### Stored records

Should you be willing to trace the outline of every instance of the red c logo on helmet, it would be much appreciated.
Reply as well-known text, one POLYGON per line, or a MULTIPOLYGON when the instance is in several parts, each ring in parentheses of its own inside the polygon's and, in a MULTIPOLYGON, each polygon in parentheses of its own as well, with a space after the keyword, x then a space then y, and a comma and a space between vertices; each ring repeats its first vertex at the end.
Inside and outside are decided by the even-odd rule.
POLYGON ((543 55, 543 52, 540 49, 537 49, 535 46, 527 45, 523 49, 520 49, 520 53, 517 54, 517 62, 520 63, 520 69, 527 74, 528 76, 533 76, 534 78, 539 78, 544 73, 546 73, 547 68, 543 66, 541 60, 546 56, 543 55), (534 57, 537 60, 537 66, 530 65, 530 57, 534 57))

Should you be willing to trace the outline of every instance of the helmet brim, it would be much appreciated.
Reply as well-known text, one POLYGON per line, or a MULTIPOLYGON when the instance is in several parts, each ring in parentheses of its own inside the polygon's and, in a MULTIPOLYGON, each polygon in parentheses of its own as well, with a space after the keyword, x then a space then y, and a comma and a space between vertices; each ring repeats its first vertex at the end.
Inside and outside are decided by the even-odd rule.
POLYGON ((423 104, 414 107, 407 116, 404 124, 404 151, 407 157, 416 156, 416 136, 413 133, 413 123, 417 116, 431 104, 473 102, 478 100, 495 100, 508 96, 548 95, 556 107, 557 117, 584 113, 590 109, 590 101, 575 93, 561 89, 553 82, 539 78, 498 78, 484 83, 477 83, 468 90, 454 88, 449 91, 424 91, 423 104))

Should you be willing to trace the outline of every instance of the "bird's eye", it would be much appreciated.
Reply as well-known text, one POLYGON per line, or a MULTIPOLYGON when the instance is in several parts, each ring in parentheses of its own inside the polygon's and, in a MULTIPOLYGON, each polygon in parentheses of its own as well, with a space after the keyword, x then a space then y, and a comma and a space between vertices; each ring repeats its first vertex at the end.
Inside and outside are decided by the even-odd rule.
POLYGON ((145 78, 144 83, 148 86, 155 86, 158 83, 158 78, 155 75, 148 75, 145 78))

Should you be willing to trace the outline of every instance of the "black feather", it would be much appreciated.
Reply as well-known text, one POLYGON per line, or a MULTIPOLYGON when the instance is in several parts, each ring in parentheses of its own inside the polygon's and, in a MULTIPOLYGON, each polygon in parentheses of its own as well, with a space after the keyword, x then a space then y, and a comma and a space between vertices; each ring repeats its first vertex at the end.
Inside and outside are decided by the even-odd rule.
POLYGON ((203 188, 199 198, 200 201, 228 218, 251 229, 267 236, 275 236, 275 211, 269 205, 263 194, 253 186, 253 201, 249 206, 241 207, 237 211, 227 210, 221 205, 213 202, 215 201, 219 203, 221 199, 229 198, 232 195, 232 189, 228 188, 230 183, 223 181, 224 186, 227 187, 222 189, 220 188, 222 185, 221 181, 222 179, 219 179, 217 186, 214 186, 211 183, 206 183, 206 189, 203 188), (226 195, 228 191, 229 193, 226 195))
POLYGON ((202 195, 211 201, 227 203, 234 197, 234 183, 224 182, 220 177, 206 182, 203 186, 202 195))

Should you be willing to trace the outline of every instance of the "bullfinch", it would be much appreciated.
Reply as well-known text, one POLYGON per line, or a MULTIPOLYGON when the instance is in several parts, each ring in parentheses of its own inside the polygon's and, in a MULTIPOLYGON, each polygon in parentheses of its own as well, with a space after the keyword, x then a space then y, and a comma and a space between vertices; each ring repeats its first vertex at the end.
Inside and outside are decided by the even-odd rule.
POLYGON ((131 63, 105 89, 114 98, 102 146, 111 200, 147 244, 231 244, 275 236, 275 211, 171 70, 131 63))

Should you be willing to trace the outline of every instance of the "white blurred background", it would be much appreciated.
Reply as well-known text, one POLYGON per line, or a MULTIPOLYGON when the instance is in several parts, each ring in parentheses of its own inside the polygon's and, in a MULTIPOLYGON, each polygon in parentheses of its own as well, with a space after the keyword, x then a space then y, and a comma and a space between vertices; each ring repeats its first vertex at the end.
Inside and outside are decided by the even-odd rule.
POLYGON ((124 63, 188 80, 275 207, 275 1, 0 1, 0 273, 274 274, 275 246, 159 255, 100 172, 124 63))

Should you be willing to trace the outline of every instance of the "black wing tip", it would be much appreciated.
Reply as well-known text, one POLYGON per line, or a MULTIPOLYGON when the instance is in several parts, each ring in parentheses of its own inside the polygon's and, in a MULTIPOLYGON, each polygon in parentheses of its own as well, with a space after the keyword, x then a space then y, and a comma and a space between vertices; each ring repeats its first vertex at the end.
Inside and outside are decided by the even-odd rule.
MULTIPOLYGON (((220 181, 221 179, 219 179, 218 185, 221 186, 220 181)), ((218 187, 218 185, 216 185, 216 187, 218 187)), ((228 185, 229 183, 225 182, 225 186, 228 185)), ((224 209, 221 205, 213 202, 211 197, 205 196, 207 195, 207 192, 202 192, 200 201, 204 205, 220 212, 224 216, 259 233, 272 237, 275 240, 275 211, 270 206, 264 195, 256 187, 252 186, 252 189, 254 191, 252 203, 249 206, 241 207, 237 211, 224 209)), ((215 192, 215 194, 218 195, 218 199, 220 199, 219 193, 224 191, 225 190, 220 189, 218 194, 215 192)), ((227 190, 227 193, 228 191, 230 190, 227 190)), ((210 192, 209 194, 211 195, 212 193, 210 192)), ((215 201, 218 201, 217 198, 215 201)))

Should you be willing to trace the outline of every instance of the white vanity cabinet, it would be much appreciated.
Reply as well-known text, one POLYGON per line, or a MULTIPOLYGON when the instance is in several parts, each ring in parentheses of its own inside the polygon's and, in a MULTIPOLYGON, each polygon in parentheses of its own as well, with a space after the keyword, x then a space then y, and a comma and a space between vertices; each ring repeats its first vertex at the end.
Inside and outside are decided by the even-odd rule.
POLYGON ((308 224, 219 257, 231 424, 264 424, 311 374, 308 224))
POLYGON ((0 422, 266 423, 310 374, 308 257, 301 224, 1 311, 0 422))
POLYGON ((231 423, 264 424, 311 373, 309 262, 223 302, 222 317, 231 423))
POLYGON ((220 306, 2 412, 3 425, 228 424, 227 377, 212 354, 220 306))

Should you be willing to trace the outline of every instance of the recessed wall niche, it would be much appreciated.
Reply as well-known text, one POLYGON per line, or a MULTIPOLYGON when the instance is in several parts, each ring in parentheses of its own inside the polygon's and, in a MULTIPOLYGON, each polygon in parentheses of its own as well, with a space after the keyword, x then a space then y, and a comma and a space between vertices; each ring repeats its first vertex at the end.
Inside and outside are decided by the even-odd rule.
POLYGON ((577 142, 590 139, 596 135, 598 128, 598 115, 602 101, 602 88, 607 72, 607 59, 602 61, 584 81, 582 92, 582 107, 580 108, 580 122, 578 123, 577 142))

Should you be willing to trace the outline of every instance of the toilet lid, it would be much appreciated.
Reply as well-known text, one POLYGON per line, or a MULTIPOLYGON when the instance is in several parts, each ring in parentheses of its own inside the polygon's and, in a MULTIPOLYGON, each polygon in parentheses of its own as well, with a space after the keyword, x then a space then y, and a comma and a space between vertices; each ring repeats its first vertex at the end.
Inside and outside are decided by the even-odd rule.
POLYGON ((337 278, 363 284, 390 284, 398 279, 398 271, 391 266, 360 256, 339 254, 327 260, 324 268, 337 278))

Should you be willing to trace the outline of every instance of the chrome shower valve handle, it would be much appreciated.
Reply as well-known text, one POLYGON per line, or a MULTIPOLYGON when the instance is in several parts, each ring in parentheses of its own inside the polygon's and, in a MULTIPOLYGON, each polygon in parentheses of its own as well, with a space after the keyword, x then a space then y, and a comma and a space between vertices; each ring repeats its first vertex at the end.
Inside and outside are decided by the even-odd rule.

### AIM OF THE TASK
Copy every line where the word "white" is present in the entries above.

### RESPONSE AREA
Should you be willing to trace the outline of every instance of the "white blurred background", it would be much appreciated.
Should you be willing to trace the outline of every instance of the white vanity cabinet, it would be much appreciated.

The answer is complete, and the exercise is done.